[Some records]
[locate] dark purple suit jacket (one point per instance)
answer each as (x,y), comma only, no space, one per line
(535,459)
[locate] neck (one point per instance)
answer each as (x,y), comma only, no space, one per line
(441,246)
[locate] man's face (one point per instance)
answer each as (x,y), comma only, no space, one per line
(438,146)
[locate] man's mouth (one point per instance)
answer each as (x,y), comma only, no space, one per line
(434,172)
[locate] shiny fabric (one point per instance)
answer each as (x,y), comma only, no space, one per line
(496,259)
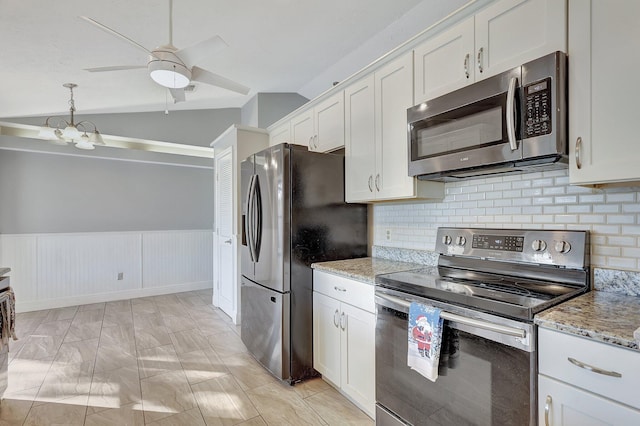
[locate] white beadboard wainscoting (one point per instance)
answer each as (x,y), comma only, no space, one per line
(542,200)
(56,270)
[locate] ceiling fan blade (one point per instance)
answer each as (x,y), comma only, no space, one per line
(204,76)
(195,53)
(116,68)
(178,95)
(117,34)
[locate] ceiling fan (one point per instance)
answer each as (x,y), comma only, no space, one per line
(175,68)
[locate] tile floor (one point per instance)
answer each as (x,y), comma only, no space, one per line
(162,360)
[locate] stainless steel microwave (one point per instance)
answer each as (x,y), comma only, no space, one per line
(512,122)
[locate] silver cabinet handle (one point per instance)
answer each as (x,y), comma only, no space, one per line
(547,408)
(511,113)
(466,65)
(592,368)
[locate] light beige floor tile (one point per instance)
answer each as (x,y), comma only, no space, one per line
(152,337)
(178,323)
(189,341)
(154,361)
(61,314)
(311,387)
(336,410)
(92,315)
(191,417)
(92,306)
(202,365)
(39,347)
(56,414)
(222,402)
(247,371)
(129,415)
(120,336)
(115,388)
(166,394)
(13,411)
(83,331)
(77,352)
(114,357)
(227,343)
(70,383)
(278,404)
(53,328)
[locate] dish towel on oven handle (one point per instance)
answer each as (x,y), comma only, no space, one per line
(425,339)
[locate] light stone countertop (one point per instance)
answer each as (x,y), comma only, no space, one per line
(364,269)
(599,315)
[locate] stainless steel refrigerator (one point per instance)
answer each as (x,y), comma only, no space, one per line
(293,215)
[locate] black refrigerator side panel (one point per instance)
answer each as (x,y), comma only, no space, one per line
(323,228)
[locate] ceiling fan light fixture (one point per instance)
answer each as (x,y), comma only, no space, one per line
(169,74)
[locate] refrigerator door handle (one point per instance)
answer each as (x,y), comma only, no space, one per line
(249,218)
(258,218)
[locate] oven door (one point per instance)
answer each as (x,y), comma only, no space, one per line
(475,126)
(490,380)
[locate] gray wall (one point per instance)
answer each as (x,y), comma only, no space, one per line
(194,127)
(42,193)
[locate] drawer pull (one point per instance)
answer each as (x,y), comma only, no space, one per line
(592,368)
(547,408)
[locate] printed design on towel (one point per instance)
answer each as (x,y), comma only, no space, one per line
(424,338)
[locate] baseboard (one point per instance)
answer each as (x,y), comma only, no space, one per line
(39,305)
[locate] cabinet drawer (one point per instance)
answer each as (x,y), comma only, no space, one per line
(555,349)
(356,293)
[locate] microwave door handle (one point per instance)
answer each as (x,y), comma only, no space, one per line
(511,113)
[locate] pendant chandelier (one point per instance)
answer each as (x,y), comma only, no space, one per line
(59,131)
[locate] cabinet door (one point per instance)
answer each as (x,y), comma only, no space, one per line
(329,122)
(302,130)
(445,62)
(602,43)
(326,337)
(393,95)
(281,134)
(360,152)
(566,405)
(358,356)
(512,32)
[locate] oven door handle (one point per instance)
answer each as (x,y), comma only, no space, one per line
(485,325)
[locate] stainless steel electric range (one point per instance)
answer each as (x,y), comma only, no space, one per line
(489,284)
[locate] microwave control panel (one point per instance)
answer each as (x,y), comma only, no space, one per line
(537,103)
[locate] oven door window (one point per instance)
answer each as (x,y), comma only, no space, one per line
(469,127)
(483,383)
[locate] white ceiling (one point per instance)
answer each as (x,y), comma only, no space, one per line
(274,46)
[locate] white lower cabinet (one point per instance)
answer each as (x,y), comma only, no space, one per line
(344,337)
(582,382)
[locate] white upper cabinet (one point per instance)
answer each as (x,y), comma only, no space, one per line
(603,46)
(320,128)
(376,150)
(504,35)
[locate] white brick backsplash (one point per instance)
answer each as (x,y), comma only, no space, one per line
(541,200)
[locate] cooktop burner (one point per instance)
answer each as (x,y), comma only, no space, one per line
(504,281)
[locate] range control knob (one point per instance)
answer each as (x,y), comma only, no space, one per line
(538,245)
(563,247)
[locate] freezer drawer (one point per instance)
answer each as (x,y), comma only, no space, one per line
(265,328)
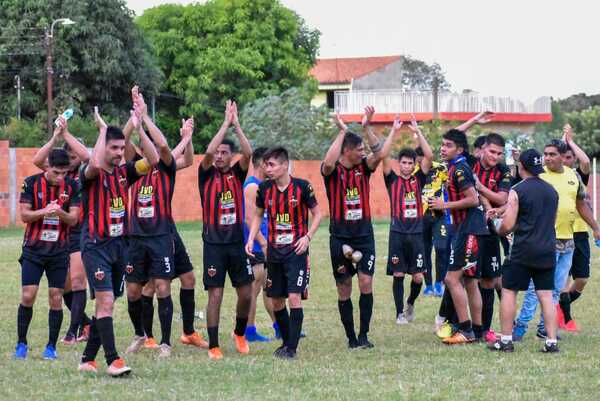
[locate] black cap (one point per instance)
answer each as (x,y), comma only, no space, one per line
(532,161)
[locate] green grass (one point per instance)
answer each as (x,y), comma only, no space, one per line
(406,363)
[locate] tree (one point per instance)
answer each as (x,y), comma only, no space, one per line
(228,49)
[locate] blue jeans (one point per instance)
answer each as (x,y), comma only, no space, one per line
(561,274)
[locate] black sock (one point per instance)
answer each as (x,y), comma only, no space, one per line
(240,326)
(107,337)
(24,314)
(54,322)
(148,315)
(365,304)
(283,321)
(77,310)
(415,290)
(296,317)
(347,317)
(487,307)
(135,314)
(213,337)
(165,315)
(188,307)
(93,344)
(398,291)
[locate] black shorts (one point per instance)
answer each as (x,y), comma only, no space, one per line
(464,254)
(489,256)
(220,260)
(516,277)
(183,264)
(405,253)
(33,267)
(105,266)
(580,267)
(287,276)
(344,268)
(150,257)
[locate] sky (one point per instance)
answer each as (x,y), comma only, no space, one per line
(519,48)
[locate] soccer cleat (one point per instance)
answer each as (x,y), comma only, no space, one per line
(215,353)
(21,351)
(164,350)
(401,319)
(89,367)
(150,343)
(136,344)
(460,337)
(118,368)
(501,346)
(49,353)
(241,344)
(445,331)
(194,339)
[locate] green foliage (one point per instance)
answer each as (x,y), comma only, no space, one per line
(222,49)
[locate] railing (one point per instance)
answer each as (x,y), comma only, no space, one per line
(422,102)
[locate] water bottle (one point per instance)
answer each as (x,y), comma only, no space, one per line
(68,113)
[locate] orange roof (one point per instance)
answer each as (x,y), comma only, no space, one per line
(343,70)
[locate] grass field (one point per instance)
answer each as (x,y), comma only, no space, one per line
(407,362)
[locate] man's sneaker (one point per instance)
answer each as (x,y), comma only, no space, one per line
(21,351)
(150,343)
(164,350)
(49,353)
(215,353)
(500,346)
(460,337)
(89,366)
(401,319)
(194,339)
(410,312)
(241,344)
(136,344)
(445,331)
(118,368)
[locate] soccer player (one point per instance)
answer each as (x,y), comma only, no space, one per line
(493,183)
(346,171)
(287,201)
(105,181)
(220,182)
(468,222)
(530,213)
(49,206)
(260,246)
(405,254)
(76,284)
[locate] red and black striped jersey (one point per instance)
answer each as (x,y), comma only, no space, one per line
(287,214)
(348,194)
(105,201)
(150,211)
(49,235)
(406,205)
(222,197)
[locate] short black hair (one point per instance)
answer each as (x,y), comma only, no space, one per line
(58,158)
(408,153)
(257,155)
(229,143)
(494,139)
(458,137)
(114,134)
(480,141)
(351,141)
(279,152)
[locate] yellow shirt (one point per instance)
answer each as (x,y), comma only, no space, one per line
(569,188)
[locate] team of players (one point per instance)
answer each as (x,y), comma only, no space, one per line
(432,205)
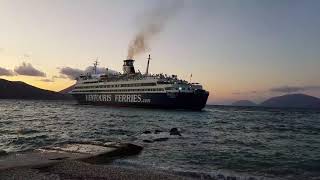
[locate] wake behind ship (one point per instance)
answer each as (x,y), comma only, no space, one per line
(132,88)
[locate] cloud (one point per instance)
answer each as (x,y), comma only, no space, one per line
(292,89)
(28,70)
(6,72)
(73,73)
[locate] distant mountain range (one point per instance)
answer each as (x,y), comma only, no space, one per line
(285,101)
(21,90)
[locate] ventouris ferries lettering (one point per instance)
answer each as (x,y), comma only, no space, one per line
(123,98)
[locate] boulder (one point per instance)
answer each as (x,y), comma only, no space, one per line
(160,139)
(157,131)
(3,153)
(147,132)
(175,131)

Your task: Your task is to repeat exactly the lines from the one containing "[locate] short black" through the end of the material, both included, and only those, without pictures.

Reply to the task:
[locate] short black hair (one point per instance)
answer each as (x,y), comma only, no space, one per line
(58,158)
(408,153)
(257,155)
(229,143)
(494,139)
(458,137)
(114,134)
(480,141)
(351,141)
(279,152)
[locate] yellow shirt (one point per instance)
answer each as (x,y), comma only, no space, one per line
(569,188)
[locate] team of players (one point per instance)
answer each as (x,y), comma only, no space, one per line
(432,205)
[locate] wake behind ship (one point per instance)
answer each as (x,y), comma only, no space, one per line
(132,88)
[locate] cloud (one point per instance)
answer each as (x,y), comma only, no space, one per line
(292,89)
(28,70)
(6,72)
(73,73)
[locate] distant mountain range (one point per instance)
answer each as (x,y), comma only, no space, one per line
(285,101)
(21,90)
[locate] ventouris ferries lettering (one point per instance)
answer each as (x,y), comma only, no space, one per line
(123,98)
[locate] boulder (one point per instance)
answer each as (x,y), comma only, no space, one per line
(160,139)
(157,131)
(3,153)
(147,132)
(175,131)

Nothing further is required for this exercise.